**TEXT:**
↓↓↓

Gericht

OGH

Entscheidungsdatum

17.12.2002

Geschäftszahl

4Ob247/02f

Kopf

Der Oberste Gerichtshof hat durch den Senatspräsidenten des Obersten Gerichtshofs Dr. Kodek als Vorsitzenden und den Hofrat des Obersten Gerichtshofs Dr. Graf, die Hofrätinnen des Obersten Gerichtshofs Dr. Griß und Dr. Schenk sowie den Hofrat des Obersten Gerichtshofs Dr. Vogel als weitere Richter in der Rechtssache der klagenden Partei J***** GmbH, *****, vertreten durch Fellner Wratzfeld & Partner, Rechtsanwälte in Wien, gegen die beklagte Partei U***** AG, *****, vertreten durch Dr. Christof Pöchhacker, Rechtsanwalt in Wien, wegen Unterlassung und Urteilsveröffentlichung (Streitwert im Provisorialverfahren 40.695 EUR), über den außerordentlichen Revisionsrekurs der Beklagten gegen den Beschluss des Oberlandesgerichts Wien als Rekursgericht vom 20. September 2002, GZ 5 R 156/02a-12, mit dem der Beschluss des Handelsgerichts Wien vom 8. Juli 2002, GZ 18 Cg 54/02h-8, teilweise abgeändert wurde, den

Beschluss

gefasst:

Spruch

Dem Revisionsrekurs wird Folge gegeben.

Die angefochtene Entscheidung wird in ihrem bestätigenden Teil dahin abgeändert, dass die Entscheidung - einschließlich des mangels Anfechtung in Rechtskraft erwachsenen Teils - insgesamt wie folgt zu lauten hat:

„Einstweilige Verfügung

Der Beklagten wird zur Sicherung des Anspruchs der Klägerin auf Unterlassung wettbewerbswidriger Verhaltensweisen aufgetragen, es zu unterlassen, UTA-ADSL-Internetzugänge mit den Worten „Aktion! 3 Monate gratis surfen" oder in sinngleicher Weise anzukündigen, wenn bei Inanspruchnahme dieses Angebots in Wahrheit auch während eines derartigen Zeitraums zusätzliche weitere Kosten, insbesondere eine monatliche Grundgebühr für Sprachtelefonie, zu zahlen sind.

↑↑↑

**AUFGABE 1:** Gib den ganzen Text zur Entscheidung des OGH wortwörtlich wieder.
Der Text und die Zeilen stammen aus verschiedenen Quellen.

**EINTRÄGE:**
↓↓↓

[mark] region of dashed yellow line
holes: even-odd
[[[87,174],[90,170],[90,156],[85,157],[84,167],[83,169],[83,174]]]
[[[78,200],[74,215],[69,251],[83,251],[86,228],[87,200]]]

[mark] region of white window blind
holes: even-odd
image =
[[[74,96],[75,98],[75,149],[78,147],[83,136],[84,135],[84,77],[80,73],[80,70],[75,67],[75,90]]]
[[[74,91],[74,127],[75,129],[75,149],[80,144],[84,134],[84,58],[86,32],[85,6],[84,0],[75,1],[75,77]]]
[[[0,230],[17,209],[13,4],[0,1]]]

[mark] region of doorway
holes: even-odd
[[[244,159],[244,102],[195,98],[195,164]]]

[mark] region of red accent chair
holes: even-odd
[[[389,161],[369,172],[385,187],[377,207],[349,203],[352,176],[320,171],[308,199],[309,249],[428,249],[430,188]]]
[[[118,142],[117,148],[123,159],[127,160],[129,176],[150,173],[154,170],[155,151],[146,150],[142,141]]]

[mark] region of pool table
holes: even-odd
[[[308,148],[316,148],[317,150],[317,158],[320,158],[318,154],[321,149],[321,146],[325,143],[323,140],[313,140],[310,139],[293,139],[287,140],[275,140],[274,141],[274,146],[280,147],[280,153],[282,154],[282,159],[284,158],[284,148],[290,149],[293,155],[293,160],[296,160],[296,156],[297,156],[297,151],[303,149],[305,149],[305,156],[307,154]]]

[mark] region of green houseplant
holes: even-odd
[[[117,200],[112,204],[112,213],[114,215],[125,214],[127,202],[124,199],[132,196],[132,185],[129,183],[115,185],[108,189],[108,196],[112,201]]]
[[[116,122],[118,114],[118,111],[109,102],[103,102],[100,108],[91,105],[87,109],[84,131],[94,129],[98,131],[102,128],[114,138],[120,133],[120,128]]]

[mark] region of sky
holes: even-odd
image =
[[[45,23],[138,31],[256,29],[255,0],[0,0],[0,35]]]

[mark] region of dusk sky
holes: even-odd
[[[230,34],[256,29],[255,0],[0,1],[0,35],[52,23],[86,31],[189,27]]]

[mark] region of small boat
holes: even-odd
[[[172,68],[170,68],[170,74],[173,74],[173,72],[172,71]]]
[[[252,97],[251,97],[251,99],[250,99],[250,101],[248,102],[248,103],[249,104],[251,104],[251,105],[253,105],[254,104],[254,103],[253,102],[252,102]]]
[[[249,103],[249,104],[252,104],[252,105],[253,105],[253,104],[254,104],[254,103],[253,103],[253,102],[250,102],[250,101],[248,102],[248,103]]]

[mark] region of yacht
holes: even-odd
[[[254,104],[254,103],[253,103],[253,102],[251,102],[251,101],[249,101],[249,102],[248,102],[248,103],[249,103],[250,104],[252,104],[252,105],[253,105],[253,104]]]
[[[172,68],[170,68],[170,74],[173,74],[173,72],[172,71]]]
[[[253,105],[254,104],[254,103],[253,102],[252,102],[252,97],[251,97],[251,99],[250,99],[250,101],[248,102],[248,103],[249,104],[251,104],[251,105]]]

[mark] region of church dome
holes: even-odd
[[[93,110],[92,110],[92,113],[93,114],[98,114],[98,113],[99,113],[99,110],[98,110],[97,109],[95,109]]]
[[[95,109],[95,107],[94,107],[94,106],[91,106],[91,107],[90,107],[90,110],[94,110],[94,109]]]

↑↑↑

**AUFGABE 2:** Nimm die Zeilen beginnend mit der ersten Zeile und endend mit der Zeile, die „[[[78,200],[74,215],[69,251],[83,251],[86,228],[87,200]]]“ enthält, und tausche darin „dashed yellow line“ gegen „dashed white line“ aus. Gib nur diese Zeilen zurück, sonst unverändert.

**LÖSUNG 1:**
Gericht

OGH

Entscheidungsdatum

17.12.2002

Geschäftszahl

4Ob247/02f

Kopf

Der Oberste Gerichtshof hat durch den Senatspräsidenten des Obersten Gerichtshofs Dr. Kodek als Vorsitzenden und den Hofrat des Obersten Gerichtshofs Dr. Graf, die Hofrätinnen des Obersten Gerichtshofs Dr. Griß und Dr. Schenk sowie den Hofrat des Obersten Gerichtshofs Dr. Vogel als weitere Richter in der Rechtssache der klagenden Partei J***** GmbH, *****, vertreten durch Fellner Wratzfeld & Partner, Rechtsanwälte in Wien, gegen die beklagte Partei U***** AG, *****, vertreten durch Dr. Christof Pöchhacker, Rechtsanwalt in Wien, wegen Unterlassung und Urteilsveröffentlichung (Streitwert im Provisorialverfahren 40.695 EUR), über den außerordentlichen Revisionsrekurs der Beklagten gegen den Beschluss des Oberlandesgerichts Wien als Rekursgericht vom 20. September 2002, GZ 5 R 156/02a-12, mit dem der Beschluss des Handelsgerichts Wien vom 8. Juli 2002, GZ 18 Cg 54/02h-8, teilweise abgeändert wurde, den

Beschluss

gefasst:

Spruch

Dem Revisionsrekurs wird Folge gegeben.

Die angefochtene Entscheidung wird in ihrem bestätigenden Teil dahin abgeändert, dass die Entscheidung - einschließlich des mangels Anfechtung in Rechtskraft erwachsenen Teils - insgesamt wie folgt zu lauten hat:

„Einstweilige Verfügung

Der Beklagten wird zur Sicherung des Anspruchs der Klägerin auf Unterlassung wettbewerbswidriger Verhaltensweisen aufgetragen, es zu unterlassen, UTA-ADSL-Internetzugänge mit den Worten „Aktion! 3 Monate gratis surfen" oder in sinngleicher Weise anzukündigen, wenn bei Inanspruchnahme dieses Angebots in Wahrheit auch während eines derartigen Zeitraums zusätzliche weitere Kosten, insbesondere eine monatliche Grundgebühr für Sprachtelefonie, zu zahlen sind.

**LÖSUNG 2:**
[mark] region of dashed white line
holes: even-odd
[[[87,174],[90,170],[90,156],[85,157],[84,167],[83,169],[83,174]]]
[[[78,200],[74,215],[69,251],[83,251],[86,228],[87,200]]]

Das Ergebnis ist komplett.